◆ **Challenge 1**:
Please translate this sentence from the fresh-start essay into Spanish: "I love goals and dreams because they give us something to look forward to and to work towards."
◆ **Challenge 2**:
According to the fresh-start essay, what did we imagine 2014 would bring? List every item it names.

◆ **Quoted passage**:
Start
Lamentations 3:23- Great is his faithfulness; his mercies begin afresh each morning.

I’m all about having a fresh start. I like re-do’s, 2nd chances, and do-overs. I, like many of you, had a list (whether a mental list or perhaps something more concrete, like a written list). And at the end of 2013 we began to rev up our engines with anticipation of what 2014 might look like. We imagined more weight loss, less distractions, more living with intention, perhaps people before projects. And it came. And it went. Like a flash in the night, 2014 is all but about done. And many of us reached those goals and took steps closer to our dreams. And there was beauty in the discipline. And some of us look in the mirror and aren’t comfortable with what’s reflected back. We’re hard on ourselves as to where we should be by now. And some of us look into the reflection of our hearts and realize that many (most or all) of our spiritual goals never got met. We look at our blank journal, our pile of books we wanted to read, and the guilt of unfinished business haunts us. “I should’ve done more,” we say. “I should’ve worked harder” or done this or done that or said this or said that. And we actually are repulsed by the three words ‘New Years Resolution.” We hear the critical voice creeping in saying ‘I don’t care.’

I had some goals and dreams this year. And I had some come to pass and it felt incredible. And then I had some other things I had hoped to accomplish that I was just not able to do in 2014.

Guess what happens on January 1st, 2015? We get a re-do. We get a do-over; a fresh start. Instead of the carrying the regrets over from 2014 into 2015, let’s make peace with that fact that we are human and not perfect! I love goals and dreams because they give us something to look forward to and to work towards. Some people are afraid to dream because when you step out and dream you risk the chance of getting hurt. It’s true, you might have unmet expectations or something that happens on the way to your dream that might be hurtful. And I assure you, there will be many great things that happen on your way too. We have become a society that is so focused on self-preservation and protecting ourselves and not getting hurt that at the same time we think we’ve protected ourselves from pain, we’ve also protected ourselves from the feeling of intense joy and satisfaction through hard work and perseverance. It is my hope that we can leave 2014 with not only some good memories in our heart, but that we can echo the song from Frozen and let it go. We can’t change the things we wished we had said or done. We have held ourselves captive long enough on our guilt trip. And it is a long and lonely road. Like Taylor Swift says, it’s time to shake it off.  Forgive others and forgive yourself and begin to dream again for 2015.

My Word(s)
End
Records from a point labeling set
Start
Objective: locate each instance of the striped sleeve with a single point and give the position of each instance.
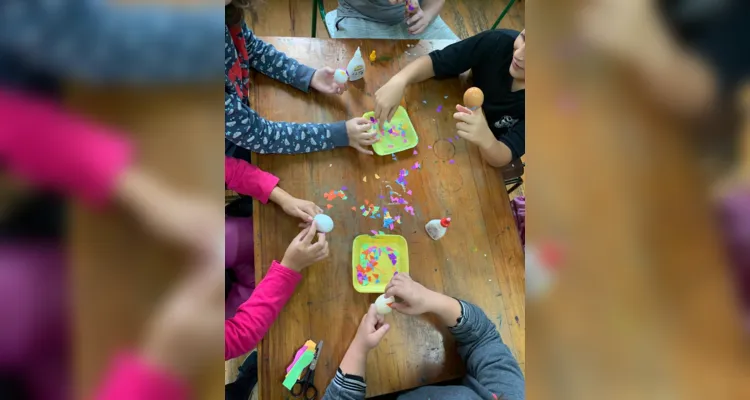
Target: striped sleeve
(346, 387)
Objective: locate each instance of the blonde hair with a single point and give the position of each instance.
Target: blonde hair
(234, 12)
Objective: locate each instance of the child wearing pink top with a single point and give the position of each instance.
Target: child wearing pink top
(247, 179)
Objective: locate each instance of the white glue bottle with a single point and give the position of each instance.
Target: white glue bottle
(437, 227)
(356, 67)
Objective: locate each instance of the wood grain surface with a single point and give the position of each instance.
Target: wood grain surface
(479, 260)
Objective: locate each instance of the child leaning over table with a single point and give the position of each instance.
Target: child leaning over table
(245, 128)
(389, 19)
(491, 370)
(245, 178)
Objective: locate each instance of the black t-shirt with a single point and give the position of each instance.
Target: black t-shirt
(719, 31)
(488, 55)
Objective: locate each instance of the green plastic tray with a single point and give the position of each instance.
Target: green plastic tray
(404, 136)
(383, 270)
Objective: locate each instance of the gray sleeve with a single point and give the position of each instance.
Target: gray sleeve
(99, 41)
(488, 360)
(245, 128)
(275, 64)
(346, 387)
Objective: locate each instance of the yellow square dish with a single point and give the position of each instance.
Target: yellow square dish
(375, 259)
(398, 135)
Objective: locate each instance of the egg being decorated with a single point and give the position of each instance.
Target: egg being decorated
(323, 223)
(340, 76)
(473, 98)
(383, 304)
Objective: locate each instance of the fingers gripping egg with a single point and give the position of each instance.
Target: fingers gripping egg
(323, 223)
(383, 304)
(340, 76)
(473, 98)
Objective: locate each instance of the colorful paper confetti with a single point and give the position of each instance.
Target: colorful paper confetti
(369, 269)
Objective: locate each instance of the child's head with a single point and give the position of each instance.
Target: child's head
(234, 11)
(518, 65)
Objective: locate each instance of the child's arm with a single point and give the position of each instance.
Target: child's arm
(247, 179)
(51, 149)
(275, 64)
(244, 331)
(487, 358)
(349, 382)
(100, 41)
(245, 128)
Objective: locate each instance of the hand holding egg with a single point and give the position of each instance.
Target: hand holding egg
(473, 98)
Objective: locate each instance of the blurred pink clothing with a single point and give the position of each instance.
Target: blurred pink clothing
(52, 149)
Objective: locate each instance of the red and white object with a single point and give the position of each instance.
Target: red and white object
(437, 227)
(541, 269)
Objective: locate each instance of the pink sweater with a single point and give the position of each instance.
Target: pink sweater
(244, 331)
(246, 178)
(51, 149)
(132, 379)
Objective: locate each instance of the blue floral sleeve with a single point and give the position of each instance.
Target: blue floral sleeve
(245, 128)
(265, 59)
(99, 41)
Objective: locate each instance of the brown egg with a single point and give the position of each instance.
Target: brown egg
(473, 97)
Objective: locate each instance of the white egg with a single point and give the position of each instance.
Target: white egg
(323, 223)
(382, 304)
(340, 76)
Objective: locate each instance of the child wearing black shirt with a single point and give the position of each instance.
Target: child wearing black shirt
(497, 61)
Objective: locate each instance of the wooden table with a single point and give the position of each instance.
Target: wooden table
(480, 259)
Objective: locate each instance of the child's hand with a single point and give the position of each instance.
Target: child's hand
(182, 335)
(302, 209)
(473, 127)
(387, 99)
(323, 82)
(359, 135)
(302, 253)
(371, 331)
(415, 298)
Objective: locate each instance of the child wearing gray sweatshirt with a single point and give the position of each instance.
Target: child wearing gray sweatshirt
(491, 370)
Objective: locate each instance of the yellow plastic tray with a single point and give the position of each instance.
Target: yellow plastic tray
(384, 269)
(403, 138)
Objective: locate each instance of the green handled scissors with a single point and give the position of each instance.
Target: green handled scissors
(305, 387)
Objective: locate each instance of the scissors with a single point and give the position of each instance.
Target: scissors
(305, 387)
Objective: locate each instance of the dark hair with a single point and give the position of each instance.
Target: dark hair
(234, 12)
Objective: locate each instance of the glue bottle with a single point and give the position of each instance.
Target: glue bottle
(356, 67)
(437, 228)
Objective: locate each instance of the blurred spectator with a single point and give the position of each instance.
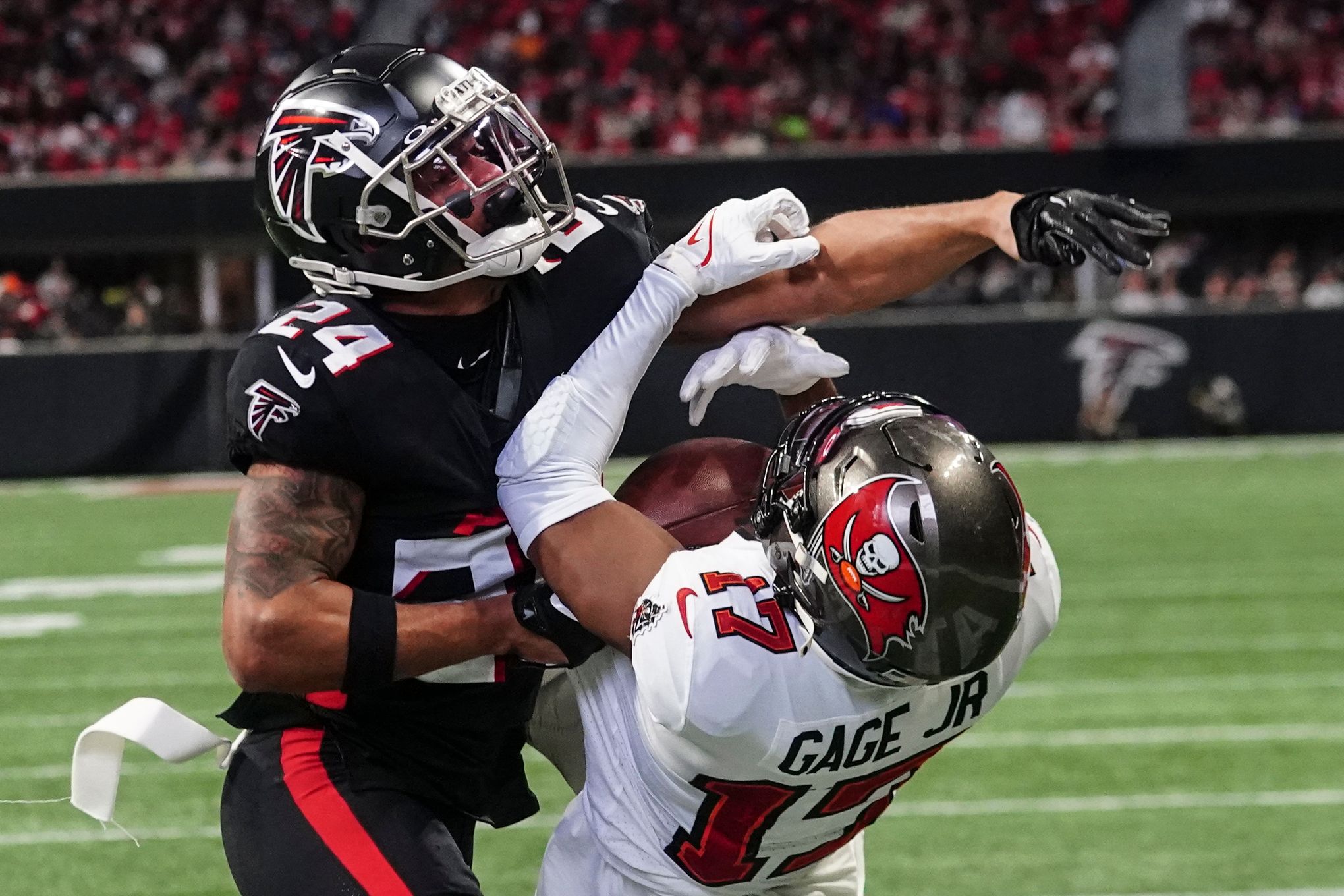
End
◆ **Task answer 1**:
Me encantan las metas y los sueños porque nos dan algo que esperar con ilusión y por lo que trabajar.

◆ **Task answer 2**:
- more weight loss
- less distractions
- more living with intention
- people before projects